** start DATA IN THIS EXERCISE **

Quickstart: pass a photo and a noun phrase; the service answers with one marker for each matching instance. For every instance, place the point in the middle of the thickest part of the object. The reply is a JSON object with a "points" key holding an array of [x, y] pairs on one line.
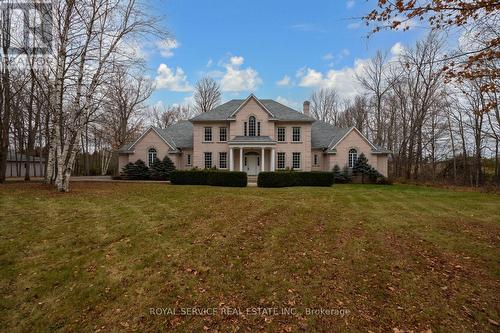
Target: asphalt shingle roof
{"points": [[261, 139], [281, 112], [323, 135], [11, 157]]}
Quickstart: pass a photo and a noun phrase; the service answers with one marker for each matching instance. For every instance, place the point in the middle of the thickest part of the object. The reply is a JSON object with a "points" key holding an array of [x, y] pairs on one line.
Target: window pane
{"points": [[208, 160], [208, 133], [151, 156], [296, 160], [223, 134], [251, 126], [281, 160], [296, 134], [223, 160], [281, 134]]}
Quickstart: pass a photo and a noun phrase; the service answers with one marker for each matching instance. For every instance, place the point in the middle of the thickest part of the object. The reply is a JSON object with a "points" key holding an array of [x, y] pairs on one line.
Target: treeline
{"points": [[72, 92], [439, 129]]}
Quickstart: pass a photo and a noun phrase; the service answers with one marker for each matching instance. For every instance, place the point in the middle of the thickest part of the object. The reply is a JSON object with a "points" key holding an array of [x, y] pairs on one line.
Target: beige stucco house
{"points": [[254, 135]]}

** end DATA IN THIS EXERCISE **

■ TASK
Could you copy out every one of the items above, word for word, with the pictures left out?

■ REPLY TO THE TASK
Quickstart: pass a photo and a noun phrase; the service answers with one marker for each matching instance. For every instance, place the point in the middle of the thickest part of the object. The reply is a JSON object with a "points" key holding an array of [x, y] pairs on one line.
Target: asphalt shingle roof
{"points": [[261, 139], [281, 112], [323, 135], [11, 157]]}
Quickstart: pass a photo and a noun phrase; the service answers with one marker for each matching instance. For every instance, place the point in the middle of the thickest part of the object. The reply is a JSON object with a "points" key holding an array of [x, y] pairs on one line.
Target: window pane
{"points": [[208, 160], [208, 133], [151, 156], [296, 160], [223, 134], [251, 126], [281, 160], [296, 134], [223, 160], [281, 134]]}
Quickstart: pass a photo and a noun phrase; the service answers with one marker for each matching instance. For every instance, place the point in the middle of the thickest part of the object. The reply is a JSON object with a "points" key holding an array of [x, y] pairs on one line.
Target: treeline
{"points": [[72, 92], [439, 129]]}
Quickstart: pass a photo and a noun phrase; the service answers with one marker for each matching instance. For every instance, place the point in the middle of the thickest part of the object. The reply is a JSON object with a "points" key holding an array of [x, y] pairs on one line.
Target: beige stucco house
{"points": [[254, 135]]}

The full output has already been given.